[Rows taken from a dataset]
■ ■ ■ ■ ■ ■ ■
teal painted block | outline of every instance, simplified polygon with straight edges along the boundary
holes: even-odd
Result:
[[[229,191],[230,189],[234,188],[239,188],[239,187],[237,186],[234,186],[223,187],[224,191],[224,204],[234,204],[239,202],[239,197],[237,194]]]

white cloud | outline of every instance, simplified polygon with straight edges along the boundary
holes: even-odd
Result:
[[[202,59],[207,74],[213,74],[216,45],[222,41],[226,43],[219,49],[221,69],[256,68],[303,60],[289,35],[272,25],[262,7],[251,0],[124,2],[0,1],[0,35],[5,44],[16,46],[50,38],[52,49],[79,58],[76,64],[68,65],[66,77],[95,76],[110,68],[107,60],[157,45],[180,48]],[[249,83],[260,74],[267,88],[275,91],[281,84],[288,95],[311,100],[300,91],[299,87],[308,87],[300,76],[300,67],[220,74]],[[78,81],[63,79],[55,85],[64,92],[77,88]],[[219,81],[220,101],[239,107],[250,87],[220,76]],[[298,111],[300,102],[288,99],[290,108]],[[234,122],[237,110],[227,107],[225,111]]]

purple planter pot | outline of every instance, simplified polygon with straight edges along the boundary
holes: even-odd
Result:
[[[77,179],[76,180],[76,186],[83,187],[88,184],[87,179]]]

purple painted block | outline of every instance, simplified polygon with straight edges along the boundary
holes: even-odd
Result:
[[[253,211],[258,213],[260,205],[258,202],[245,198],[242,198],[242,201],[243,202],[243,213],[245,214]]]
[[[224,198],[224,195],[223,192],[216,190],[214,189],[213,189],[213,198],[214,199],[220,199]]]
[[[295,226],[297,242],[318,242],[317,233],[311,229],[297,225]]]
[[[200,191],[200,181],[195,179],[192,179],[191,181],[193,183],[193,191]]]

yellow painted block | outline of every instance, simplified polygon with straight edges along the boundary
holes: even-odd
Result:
■ ■ ■ ■ ■ ■ ■
Exercise brief: Repeat all of the rows above line for line, changing nothing.

Worked answer:
teal painted block | outline of every instance, simplified polygon with straight edges along the boundary
holes: even-odd
Result:
[[[229,191],[230,189],[234,188],[239,188],[239,187],[237,186],[234,186],[223,187],[224,191],[224,204],[234,204],[239,202],[239,197],[237,194]]]

white cloud | outline of every instance, simplified polygon with straight edges along the boundary
holes: even-odd
Result:
[[[202,59],[207,74],[213,74],[216,45],[222,41],[226,43],[219,49],[221,69],[256,68],[303,60],[289,35],[272,25],[262,7],[251,0],[124,2],[0,1],[0,35],[5,44],[16,46],[50,38],[52,49],[79,58],[76,64],[68,65],[66,77],[95,76],[110,68],[107,60],[157,45],[180,48]],[[249,83],[260,74],[267,88],[275,91],[281,84],[288,95],[311,100],[300,91],[299,87],[308,87],[300,76],[300,67],[220,74]],[[78,81],[63,79],[55,85],[64,92],[77,88]],[[219,81],[220,101],[239,107],[250,87],[220,76]],[[298,111],[300,102],[288,99],[290,108]],[[234,122],[237,110],[227,107],[225,111]]]

purple planter pot | outline of every instance, simplified polygon with straight edges along the boundary
holes: even-odd
Result:
[[[77,179],[76,180],[76,186],[83,187],[88,184],[87,179]]]

purple painted block | outline of every instance, simplified polygon with straight edges along the boundary
holes: even-odd
Result:
[[[253,211],[258,213],[260,205],[258,202],[245,198],[242,198],[242,201],[243,202],[243,213],[245,214]]]
[[[224,198],[224,195],[223,192],[216,190],[214,189],[213,189],[213,198],[214,199],[220,199]]]
[[[295,226],[297,242],[318,242],[317,233],[311,229],[297,225]]]
[[[200,191],[200,181],[195,179],[192,179],[191,181],[193,183],[193,191]]]

yellow painted block | outline of every instance, simplified polygon with straight edges along the boundary
holes: even-odd
Result:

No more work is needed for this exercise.